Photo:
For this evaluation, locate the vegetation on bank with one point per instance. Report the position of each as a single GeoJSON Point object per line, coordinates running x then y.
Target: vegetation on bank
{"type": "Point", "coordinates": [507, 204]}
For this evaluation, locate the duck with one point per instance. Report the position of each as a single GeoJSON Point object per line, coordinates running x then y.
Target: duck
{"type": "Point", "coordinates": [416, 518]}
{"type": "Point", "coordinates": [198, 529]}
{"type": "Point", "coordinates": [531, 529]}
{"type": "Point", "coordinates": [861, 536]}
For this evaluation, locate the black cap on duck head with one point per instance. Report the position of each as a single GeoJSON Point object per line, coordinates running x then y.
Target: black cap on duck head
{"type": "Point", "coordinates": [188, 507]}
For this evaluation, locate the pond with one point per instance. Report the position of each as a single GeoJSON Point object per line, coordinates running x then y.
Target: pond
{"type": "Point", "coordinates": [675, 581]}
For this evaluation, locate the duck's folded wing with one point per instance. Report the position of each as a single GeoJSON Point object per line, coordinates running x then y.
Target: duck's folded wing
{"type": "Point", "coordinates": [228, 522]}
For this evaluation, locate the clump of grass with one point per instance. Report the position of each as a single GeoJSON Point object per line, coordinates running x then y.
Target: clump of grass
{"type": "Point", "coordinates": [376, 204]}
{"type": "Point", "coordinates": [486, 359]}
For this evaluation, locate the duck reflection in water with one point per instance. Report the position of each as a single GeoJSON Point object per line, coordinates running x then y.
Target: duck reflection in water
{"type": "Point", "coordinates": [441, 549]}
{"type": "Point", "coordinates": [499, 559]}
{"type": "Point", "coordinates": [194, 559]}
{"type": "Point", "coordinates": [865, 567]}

+---+

### [AIM]
Put the lines of the records from the one containing "For this evaluation, locate the duck's" up to and including the final line into a numbered list, leaving out any blank lines.

### [WRITTEN RESPONSE]
1. For this evaluation, locate the duck's folded wing with one point per instance. Report the position of each as a single GeoJSON Point object per line, coordinates running x then y.
2. Target: duck's folded wing
3. {"type": "Point", "coordinates": [228, 522]}
4. For this evaluation, locate the clump of grass with one point per instance. Report the position of each as a single GeoJSON Point object per line, coordinates running x then y.
5. Target: clump of grass
6. {"type": "Point", "coordinates": [376, 204]}
7. {"type": "Point", "coordinates": [486, 359]}
8. For this evaluation, locate the duck reflection in water with one point per instance. Report the position of each as a single GeoJSON Point object per line, coordinates running x then y.
9. Target: duck reflection in water
10. {"type": "Point", "coordinates": [441, 549]}
11. {"type": "Point", "coordinates": [499, 559]}
12. {"type": "Point", "coordinates": [194, 559]}
13. {"type": "Point", "coordinates": [865, 567]}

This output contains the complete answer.